- **TAAKOMSCHRIJVING**
Wat behoort volgens de tekst over Gods wil en de macht van de tegenstander vooreerst tot de definitieve verlossing van het geestelijke uit de gebonden toestand?

- **GECITEERDE TEKST**
'''
Vergelijk Kundgabe met vertaling

Meer vertalingen:

Gods wil - De macht van de tegenstander

Hemel en aarde gehoorzamen mijn wil en ook de krachten van de onderwereld, hoewel de laatsten Mij weerstreven en een wil in zich hebben die van Mij is afgekeerd. Maar welke doelen ze ook nastreven, wanneer mijn wil niet de toestemming geeft zijn ze machteloos. Maar dat Ik ook hun kwade wil laat gelden heeft als beweegreden mijn liefde en wijsheid, ofschoon dit voor de mensen onbegrijpelijk is.

Tot de definitieve verlossing van het geestelijke uit de gebonden toestand behoort vooreerst kennis van goed en kwaad. Het volmaakte wezen moet het kwade verafschuwen als ergste onrecht en daarom ook een blik kunnen werpen in zijn diepten. Het moet, om goed te zijn, zich geheel van het kwade afkeren. Daar echter het gebonden wezenlijke nog onder de invloed staat van degene aan wie het de toestand van het gebonden zijn te danken heeft, is het ook het kwade aanvankelijk meer toegekeerd. En zolang het zelf zich goed voelt in een slechte omgeving, zolang het slechte handelingen verricht zonder enige bedenking verkeerd te handelen, is het nog zo ver van de volmaaktheid verwijderd dat het nooit mijn liefde kan voelen. Het moet eerst tot inzicht komen om dan in vrije wil voor God of het kwade te kunnen kiezen.
'''
- **VERSTREKTE GEGEVENS**
'''
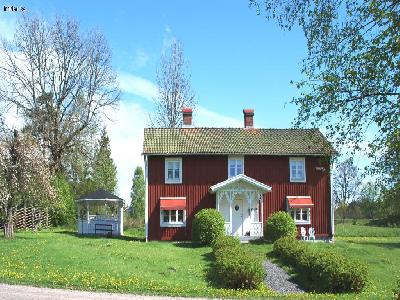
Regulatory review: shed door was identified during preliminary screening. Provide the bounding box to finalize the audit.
[232,198,243,236]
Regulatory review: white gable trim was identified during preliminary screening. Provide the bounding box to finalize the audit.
[210,174,272,193]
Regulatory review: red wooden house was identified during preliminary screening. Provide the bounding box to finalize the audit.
[143,109,335,240]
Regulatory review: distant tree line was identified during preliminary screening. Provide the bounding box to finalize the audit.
[332,158,400,225]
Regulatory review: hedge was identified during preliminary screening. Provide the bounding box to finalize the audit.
[192,208,225,245]
[274,237,367,293]
[264,211,297,242]
[213,236,265,289]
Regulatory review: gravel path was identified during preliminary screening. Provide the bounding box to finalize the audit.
[0,284,206,300]
[264,260,304,294]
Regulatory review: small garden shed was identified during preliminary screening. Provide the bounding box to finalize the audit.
[76,189,124,235]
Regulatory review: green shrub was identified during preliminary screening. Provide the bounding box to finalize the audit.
[211,235,240,252]
[192,208,225,245]
[213,238,265,289]
[274,237,367,293]
[264,211,297,242]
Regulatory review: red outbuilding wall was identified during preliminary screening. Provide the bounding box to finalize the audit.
[147,155,332,240]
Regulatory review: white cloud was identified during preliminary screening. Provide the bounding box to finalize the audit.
[118,72,158,101]
[105,100,147,204]
[0,13,17,41]
[133,49,150,69]
[193,106,243,127]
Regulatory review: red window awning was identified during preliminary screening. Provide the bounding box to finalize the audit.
[160,197,186,210]
[286,196,314,208]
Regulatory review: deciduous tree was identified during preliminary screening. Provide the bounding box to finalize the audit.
[91,128,117,193]
[0,131,55,238]
[332,158,362,219]
[250,0,400,190]
[150,40,196,128]
[130,167,145,221]
[0,17,119,172]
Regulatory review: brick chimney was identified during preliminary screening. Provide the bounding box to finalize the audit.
[182,107,193,128]
[243,108,254,128]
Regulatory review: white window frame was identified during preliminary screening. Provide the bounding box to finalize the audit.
[160,209,186,227]
[228,156,244,178]
[289,207,311,225]
[164,157,182,184]
[289,157,307,182]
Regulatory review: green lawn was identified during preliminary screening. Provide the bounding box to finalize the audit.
[0,224,400,299]
[0,230,274,298]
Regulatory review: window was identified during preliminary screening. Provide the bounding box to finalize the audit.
[289,208,311,224]
[165,158,182,183]
[289,157,306,182]
[160,210,186,227]
[228,157,244,178]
'''
- **VOLLEDIGE UITVOER**
Kennis van goed en kwaad.